> **PAGE EXCERPT**:
· · · ·
First aid treatment for burns and scalds – What are burns and the different degrees of burns
What are burns ?
Burn is defined as tissue damage caused by dry heat of open flame, hot object, molten metal or electricity.
A burn is classified according to the area and depth of the injury.
What are the different degrees of burns :
This classification indicates degree of damage to the tissues.
First degree : Reddened skin.
Second degree : Blisters on the skin.
Third degree : Destruction of deeper tissues and charring.
What is a Scald ?
Wet heat such as steam, hot water, hot oil etc. produces scalds. The scald is superficial but often extensive. Blisters and red areas are in the surface.
Assessment of burn
The danger from burns depends on the area of the burns rather than the degree. Superficial burns over a large area are more dangerous than the complete charring of a part.
Any burn more than 30% should be hospitalized.
· · · ·
> **GIVEN INFORMATION**:
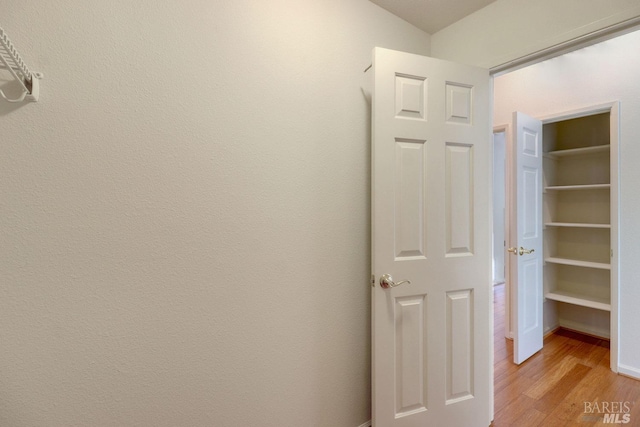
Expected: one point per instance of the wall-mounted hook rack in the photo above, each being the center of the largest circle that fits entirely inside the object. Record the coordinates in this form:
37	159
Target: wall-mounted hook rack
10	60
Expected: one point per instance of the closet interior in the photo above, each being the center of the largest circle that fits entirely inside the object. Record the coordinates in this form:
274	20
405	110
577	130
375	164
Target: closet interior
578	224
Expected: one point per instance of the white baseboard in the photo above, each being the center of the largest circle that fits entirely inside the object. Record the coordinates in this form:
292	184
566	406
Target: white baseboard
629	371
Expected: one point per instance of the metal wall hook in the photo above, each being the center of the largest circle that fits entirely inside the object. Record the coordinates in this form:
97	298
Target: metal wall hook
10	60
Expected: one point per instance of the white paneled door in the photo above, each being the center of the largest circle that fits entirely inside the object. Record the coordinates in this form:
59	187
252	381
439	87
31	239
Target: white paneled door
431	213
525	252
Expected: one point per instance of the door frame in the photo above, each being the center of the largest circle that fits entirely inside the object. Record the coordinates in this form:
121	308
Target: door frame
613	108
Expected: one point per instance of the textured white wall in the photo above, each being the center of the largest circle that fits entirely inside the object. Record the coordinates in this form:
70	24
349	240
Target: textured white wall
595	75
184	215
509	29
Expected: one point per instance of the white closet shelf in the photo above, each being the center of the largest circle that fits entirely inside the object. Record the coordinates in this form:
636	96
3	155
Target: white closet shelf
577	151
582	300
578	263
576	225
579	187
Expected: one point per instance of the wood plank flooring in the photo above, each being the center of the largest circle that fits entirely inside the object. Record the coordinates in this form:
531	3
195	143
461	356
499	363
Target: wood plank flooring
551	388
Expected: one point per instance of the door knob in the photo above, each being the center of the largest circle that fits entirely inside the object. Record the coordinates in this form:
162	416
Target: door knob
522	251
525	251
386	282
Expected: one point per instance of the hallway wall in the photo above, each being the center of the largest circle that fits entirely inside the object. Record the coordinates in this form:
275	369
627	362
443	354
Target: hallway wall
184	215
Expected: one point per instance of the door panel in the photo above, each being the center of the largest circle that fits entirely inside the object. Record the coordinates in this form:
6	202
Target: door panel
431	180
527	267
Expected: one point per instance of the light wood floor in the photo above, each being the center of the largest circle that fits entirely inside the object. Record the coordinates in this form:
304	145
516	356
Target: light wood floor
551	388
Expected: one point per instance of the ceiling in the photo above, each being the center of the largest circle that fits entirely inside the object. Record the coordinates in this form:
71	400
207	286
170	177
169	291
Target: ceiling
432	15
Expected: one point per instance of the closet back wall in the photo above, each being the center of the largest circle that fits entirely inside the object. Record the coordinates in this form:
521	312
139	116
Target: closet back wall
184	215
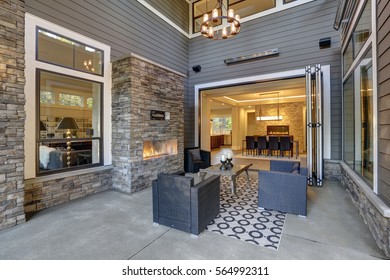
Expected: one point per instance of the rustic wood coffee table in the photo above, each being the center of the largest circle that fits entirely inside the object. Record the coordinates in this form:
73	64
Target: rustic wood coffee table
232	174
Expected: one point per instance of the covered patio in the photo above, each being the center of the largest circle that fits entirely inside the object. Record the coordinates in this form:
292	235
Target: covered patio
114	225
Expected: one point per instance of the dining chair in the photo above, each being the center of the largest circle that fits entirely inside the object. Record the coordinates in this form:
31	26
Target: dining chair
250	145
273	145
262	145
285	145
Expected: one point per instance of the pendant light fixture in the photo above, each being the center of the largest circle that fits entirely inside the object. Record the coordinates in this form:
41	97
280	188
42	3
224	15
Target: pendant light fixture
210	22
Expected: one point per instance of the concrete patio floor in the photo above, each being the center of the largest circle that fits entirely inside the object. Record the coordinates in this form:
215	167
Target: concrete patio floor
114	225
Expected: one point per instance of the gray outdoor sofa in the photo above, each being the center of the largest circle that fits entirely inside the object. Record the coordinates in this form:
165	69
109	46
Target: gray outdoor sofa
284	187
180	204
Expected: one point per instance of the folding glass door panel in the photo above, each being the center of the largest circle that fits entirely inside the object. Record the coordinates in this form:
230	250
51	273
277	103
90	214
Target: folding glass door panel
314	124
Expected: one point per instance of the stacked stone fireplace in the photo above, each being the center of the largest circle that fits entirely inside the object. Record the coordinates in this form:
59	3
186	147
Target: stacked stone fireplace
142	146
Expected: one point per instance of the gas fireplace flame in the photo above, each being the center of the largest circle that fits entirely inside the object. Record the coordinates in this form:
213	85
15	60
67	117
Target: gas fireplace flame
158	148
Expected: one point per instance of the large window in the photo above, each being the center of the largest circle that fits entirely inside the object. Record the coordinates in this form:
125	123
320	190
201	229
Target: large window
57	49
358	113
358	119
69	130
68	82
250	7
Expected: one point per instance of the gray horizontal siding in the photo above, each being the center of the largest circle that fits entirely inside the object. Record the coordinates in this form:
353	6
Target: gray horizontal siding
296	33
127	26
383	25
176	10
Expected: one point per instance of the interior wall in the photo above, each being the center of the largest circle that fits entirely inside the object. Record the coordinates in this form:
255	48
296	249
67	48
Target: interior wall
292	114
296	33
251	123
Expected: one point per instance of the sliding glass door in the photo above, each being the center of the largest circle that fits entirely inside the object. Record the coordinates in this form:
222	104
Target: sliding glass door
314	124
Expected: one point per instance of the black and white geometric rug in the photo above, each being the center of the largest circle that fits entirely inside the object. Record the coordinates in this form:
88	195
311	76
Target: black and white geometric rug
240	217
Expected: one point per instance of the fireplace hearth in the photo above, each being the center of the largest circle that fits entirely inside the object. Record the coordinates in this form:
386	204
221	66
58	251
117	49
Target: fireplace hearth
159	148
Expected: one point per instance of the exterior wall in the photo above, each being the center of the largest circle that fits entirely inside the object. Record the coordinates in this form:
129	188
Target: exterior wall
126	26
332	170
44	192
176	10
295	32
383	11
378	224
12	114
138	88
· · · ·
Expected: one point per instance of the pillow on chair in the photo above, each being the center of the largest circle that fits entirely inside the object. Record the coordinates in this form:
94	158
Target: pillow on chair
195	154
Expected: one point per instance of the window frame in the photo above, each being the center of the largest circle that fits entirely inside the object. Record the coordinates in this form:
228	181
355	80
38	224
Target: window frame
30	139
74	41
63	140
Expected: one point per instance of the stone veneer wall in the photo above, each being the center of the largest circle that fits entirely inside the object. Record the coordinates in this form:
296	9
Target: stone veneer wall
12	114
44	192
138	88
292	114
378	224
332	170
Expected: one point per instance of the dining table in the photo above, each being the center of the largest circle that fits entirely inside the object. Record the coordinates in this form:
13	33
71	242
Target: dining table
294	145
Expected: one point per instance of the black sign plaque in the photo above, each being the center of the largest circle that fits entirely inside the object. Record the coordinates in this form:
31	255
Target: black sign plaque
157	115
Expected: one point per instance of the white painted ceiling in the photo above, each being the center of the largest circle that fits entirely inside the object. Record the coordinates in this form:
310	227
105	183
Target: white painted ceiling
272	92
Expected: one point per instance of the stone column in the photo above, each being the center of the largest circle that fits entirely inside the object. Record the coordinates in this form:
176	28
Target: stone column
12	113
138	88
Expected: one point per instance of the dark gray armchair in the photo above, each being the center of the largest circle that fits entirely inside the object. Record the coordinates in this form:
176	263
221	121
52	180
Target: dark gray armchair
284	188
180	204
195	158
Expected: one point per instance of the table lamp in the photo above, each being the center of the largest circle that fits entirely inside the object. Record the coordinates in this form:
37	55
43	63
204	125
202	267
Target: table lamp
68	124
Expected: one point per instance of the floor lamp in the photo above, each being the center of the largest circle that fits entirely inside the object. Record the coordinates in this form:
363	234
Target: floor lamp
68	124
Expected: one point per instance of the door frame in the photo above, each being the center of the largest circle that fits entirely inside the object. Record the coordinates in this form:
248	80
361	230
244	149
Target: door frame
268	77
· · · ·
> **INSTRUCTIONS FOR THE TASK**:
Condense the paragraph beginning "Wet heat such as steam" from the first-aid text on burns and scalds into a short bulleted list that keeps its main facts.

> **RESPONSE**:
- Wet heat, such as steam, hot water or hot oil, produces scalds.
- A scald is superficial but often extensive.
- Blisters and red areas appear on the surface.